*Set problem*:
Can you reproduce every one of the rows below word for word?

§

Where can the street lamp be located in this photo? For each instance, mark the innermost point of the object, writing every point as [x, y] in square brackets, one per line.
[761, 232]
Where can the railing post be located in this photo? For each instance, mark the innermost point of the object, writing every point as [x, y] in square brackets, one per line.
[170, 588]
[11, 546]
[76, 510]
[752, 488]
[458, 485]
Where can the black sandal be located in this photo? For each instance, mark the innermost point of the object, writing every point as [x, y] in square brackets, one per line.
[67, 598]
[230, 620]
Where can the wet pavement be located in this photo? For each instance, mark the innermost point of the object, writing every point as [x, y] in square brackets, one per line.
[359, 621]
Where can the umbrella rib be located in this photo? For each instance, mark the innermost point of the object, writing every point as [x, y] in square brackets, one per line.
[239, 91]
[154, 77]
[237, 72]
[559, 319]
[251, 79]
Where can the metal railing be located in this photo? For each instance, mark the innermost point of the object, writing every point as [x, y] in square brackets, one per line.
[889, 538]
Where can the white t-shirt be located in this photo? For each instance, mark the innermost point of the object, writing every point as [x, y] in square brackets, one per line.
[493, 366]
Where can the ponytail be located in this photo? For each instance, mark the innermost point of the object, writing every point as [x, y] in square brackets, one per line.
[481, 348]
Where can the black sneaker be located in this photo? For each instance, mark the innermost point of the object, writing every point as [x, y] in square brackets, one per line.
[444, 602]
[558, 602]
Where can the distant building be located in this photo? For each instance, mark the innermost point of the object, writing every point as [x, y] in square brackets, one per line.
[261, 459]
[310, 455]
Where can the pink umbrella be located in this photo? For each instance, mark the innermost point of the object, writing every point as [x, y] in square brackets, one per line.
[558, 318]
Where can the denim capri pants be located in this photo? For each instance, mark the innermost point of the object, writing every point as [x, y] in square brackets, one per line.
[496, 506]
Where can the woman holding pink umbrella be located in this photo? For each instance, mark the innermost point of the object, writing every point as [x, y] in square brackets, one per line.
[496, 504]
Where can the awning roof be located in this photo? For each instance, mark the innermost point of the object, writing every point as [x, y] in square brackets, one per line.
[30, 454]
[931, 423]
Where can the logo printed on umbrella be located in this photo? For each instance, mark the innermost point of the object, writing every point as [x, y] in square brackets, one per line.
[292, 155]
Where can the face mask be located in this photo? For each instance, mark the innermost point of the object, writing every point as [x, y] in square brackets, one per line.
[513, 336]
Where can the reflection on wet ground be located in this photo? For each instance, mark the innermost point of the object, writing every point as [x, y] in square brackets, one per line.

§

*The response*:
Where can the street lamp be located in this photo? For each instance, mark the innermost point of the object, writing every point as [x, y] in square brackets, one per line.
[761, 232]
Where can the railing post be located in this photo? For each instance, mark the innermost point of the object, writing every point as [x, y] in square brackets, one per line.
[170, 588]
[11, 546]
[76, 510]
[752, 488]
[458, 485]
Where can the black sandal be located in this photo? For each instance, mark the innermost point of the object, writing every point as [x, y] in square brackets, one per line.
[67, 598]
[230, 620]
Where can the wet pavement be located in this photo? For each instance, mark the innermost point of the object, writing every point as [x, y] in square brackets, one per line.
[359, 621]
Where can the umbrella rib be located in this photo? For each instance, mark the innermost point of the object, writing every point as [x, y] in square brackets, one per line.
[239, 91]
[154, 77]
[237, 72]
[559, 319]
[251, 79]
Where can the metal railing be located in this photo? For each instance, mark the innermost point of the object, writing every point as [x, y] in square brackets, one per line.
[889, 538]
Where can the white t-shirt be located in this photo? For each instance, mark the innermost point of the object, writing every point as [x, y] in square brackets, one per line.
[493, 366]
Where can the ponytail be located in this photo? For each instance, mark the innermost point of the object, writing every point as [x, y] in square brackets, one per line.
[481, 348]
Where can the black sneaker be located in this photo? For each instance, mark the innermost point of the object, writing every point as [x, y] in square brackets, one per line.
[444, 602]
[558, 602]
Where can the distant building be located in this photo? For each instance, mark the innermost point of the object, writing every point as [x, y] in square brackets, one per line.
[261, 459]
[310, 455]
Where can the pink umbrella be located in this photo? For each instance, mark the innermost point of the object, writing every point as [x, y] in square brackets, one per line.
[558, 318]
Where can the denim capri pants be located in this photo? For each instance, mark the innermost point of the object, writing every point as [x, y] in square brackets, one per line.
[496, 506]
Where can the woman holding pink umbrella be located in this photo? For each instance, mark the innermost point of the object, writing every point as [x, y] in square brackets, one per line.
[496, 504]
Where can the awning roof be located in this photo? For each instance, mark the innermost point of the object, writing every point as [x, y] in square brackets, one per line.
[30, 454]
[931, 423]
Where can the logo printed on umbrella be located in this photo? For each instance, mark the innermost point of the object, writing every point as [x, y] in square brackets, one per line.
[292, 155]
Where can the face mask be located in this photo? For each instance, mark the innermost point of the object, writing every point as [x, y] in square brackets, one per line.
[513, 336]
Where can the reflection on wet ground be located in this photo? For each instance, mark the innermost point of the object, writing every point as [x, y] in square brackets, one per line.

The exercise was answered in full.